▶ **Bacaan**
┌────────

Seperti lingkaran setan, entah dari mana sumber “ketakutan” itu, yang jelas terjadi “kegamangan kolektif” para elit pemerintahan untuk bertindak dalam paradigma aksi sejarah tadi. Apakah demokrasi membutuhkan uang sehingga godaan perusahaan begitu indah dan lezat konspirasi yang disebut Oligarkhi?,

Apakah karena idealisme itu membutuhkan jiwa “Rizal Ramli” dan selaksa Hehamahua? Saya kira karena hedonisme dan cinta harta berpadu dengan minimnya asketisme bin keberanian menegakkan kebenaran. Juga –seperti wawancara saya di media update harian, karena manusia (tuan pemangku negeri) itu sungguh sungguh MENGAGUNGKAN KEBATHILAN. Menganggap kebathilan itu sedemikian kuat (tetapi juga nkmat), rapi (tapi rapuh-bila tampil al haq), penuh beking, dan bisa memaksa seseorang letak jabatan?

└────────

▶ **Tugas Anda**
A. Dalam bacaan, penulis menyatakan pendapatnya dengan kata "Saya kira karena". Sebutkan semua sebab yang ia kemukakan sesudah ungkapan itu, termasuk sebab yang ditambahkannya dengan kata "Juga".
B. Jawablah pertanyaan berikut berdasarkan bacaan.
(i) Apa sebutan bagi konspirasi yang disinggung pada paragraf pertama?
(ii) Di media apa penulis pernah diwawancarai?
(iii) Siapa saja dua nama yang disebut dalam pertanyaan tentang jiwa yang dibutuhkan idealisme?
Materi sesudah ini sama sekali tidak diperlukan.

▶ **Data Tersedia**
┌────────

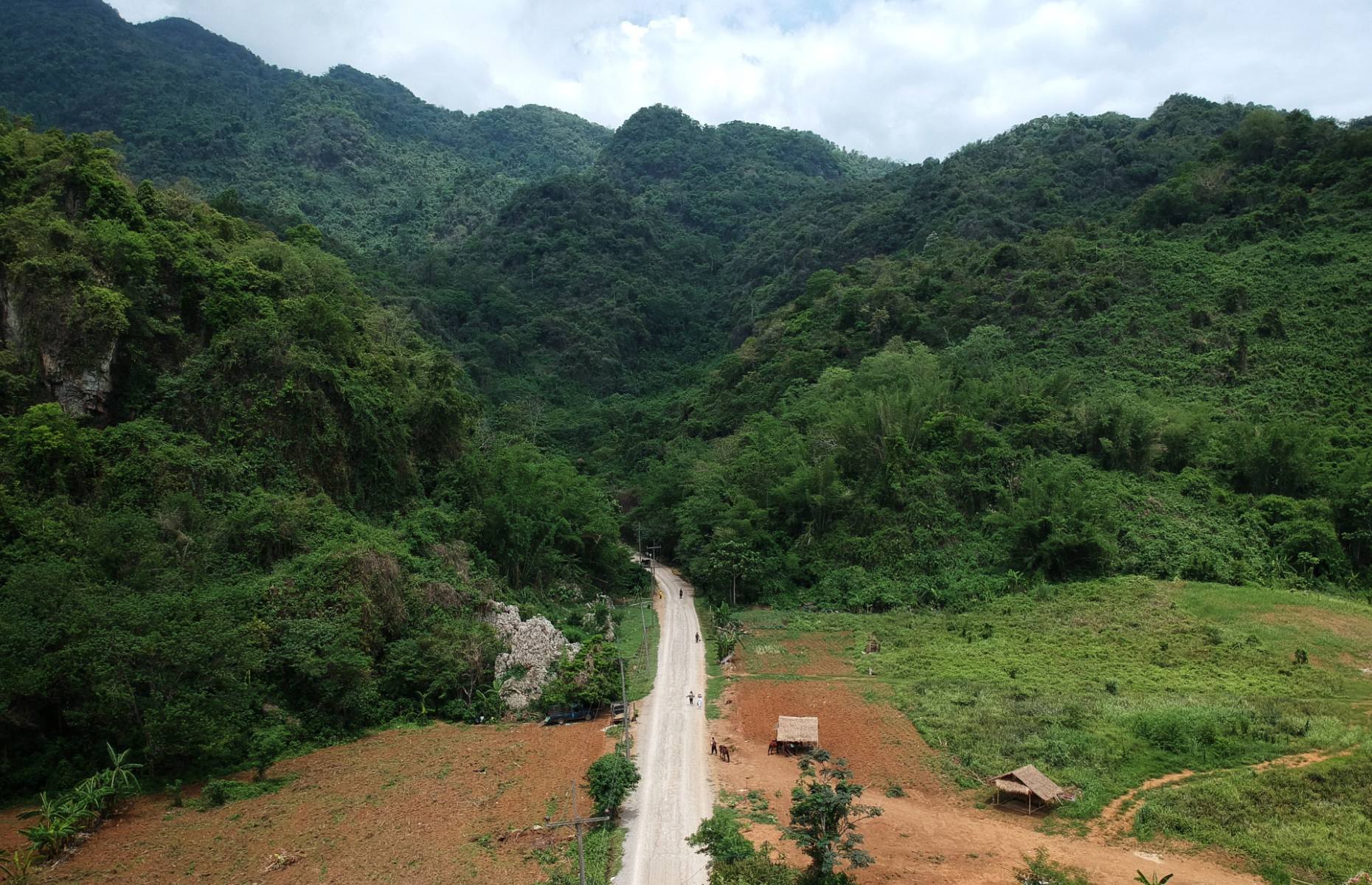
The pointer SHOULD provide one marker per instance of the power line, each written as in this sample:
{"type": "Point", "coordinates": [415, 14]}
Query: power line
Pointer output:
{"type": "Point", "coordinates": [578, 822]}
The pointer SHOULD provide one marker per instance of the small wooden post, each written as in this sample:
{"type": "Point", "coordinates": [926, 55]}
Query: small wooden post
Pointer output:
{"type": "Point", "coordinates": [577, 822]}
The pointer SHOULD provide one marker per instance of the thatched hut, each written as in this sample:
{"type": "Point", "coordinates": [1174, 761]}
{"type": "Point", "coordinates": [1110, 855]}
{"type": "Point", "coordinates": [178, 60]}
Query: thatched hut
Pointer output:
{"type": "Point", "coordinates": [796, 735]}
{"type": "Point", "coordinates": [1028, 784]}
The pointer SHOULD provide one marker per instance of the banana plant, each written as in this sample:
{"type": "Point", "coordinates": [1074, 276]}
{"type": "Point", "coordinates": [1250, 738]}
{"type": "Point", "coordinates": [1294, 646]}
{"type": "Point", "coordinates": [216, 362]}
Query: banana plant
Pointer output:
{"type": "Point", "coordinates": [15, 866]}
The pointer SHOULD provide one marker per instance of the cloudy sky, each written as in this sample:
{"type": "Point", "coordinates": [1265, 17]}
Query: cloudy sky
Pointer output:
{"type": "Point", "coordinates": [895, 78]}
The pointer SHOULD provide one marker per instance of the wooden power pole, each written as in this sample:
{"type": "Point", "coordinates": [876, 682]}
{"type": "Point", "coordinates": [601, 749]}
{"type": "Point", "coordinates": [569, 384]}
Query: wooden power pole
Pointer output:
{"type": "Point", "coordinates": [578, 822]}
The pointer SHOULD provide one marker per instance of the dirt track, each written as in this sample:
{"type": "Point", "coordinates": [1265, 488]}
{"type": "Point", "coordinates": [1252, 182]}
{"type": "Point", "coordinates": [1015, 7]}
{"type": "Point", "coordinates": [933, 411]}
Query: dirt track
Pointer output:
{"type": "Point", "coordinates": [674, 794]}
{"type": "Point", "coordinates": [932, 836]}
{"type": "Point", "coordinates": [424, 806]}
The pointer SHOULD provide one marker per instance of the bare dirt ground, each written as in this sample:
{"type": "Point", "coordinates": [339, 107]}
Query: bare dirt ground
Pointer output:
{"type": "Point", "coordinates": [673, 796]}
{"type": "Point", "coordinates": [420, 806]}
{"type": "Point", "coordinates": [933, 835]}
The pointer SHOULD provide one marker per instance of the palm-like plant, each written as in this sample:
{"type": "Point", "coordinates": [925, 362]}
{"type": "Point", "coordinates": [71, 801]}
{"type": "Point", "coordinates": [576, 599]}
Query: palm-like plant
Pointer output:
{"type": "Point", "coordinates": [62, 818]}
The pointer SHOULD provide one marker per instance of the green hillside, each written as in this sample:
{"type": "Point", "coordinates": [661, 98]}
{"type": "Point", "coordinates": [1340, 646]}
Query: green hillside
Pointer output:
{"type": "Point", "coordinates": [1174, 387]}
{"type": "Point", "coordinates": [264, 513]}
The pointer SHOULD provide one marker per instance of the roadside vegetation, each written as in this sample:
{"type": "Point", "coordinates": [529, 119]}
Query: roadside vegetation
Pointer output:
{"type": "Point", "coordinates": [636, 639]}
{"type": "Point", "coordinates": [1104, 685]}
{"type": "Point", "coordinates": [1311, 824]}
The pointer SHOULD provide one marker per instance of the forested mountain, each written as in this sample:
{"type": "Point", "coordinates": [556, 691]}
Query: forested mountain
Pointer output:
{"type": "Point", "coordinates": [265, 457]}
{"type": "Point", "coordinates": [265, 508]}
{"type": "Point", "coordinates": [1172, 386]}
{"type": "Point", "coordinates": [358, 156]}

└────────

▶ **Jawaban Lengkap**
A.
- hedonisme
- cinta harta
- minimnya asketisme bin keberanian menegakkan kebenaran
- manusia (tuan pemangku negeri) itu sungguh-sungguh mengagungkan kebathilan

B.
(i) Oligarkhi.
(ii) Di media update harian.
(iii) Rizal Ramli dan Hehamahua.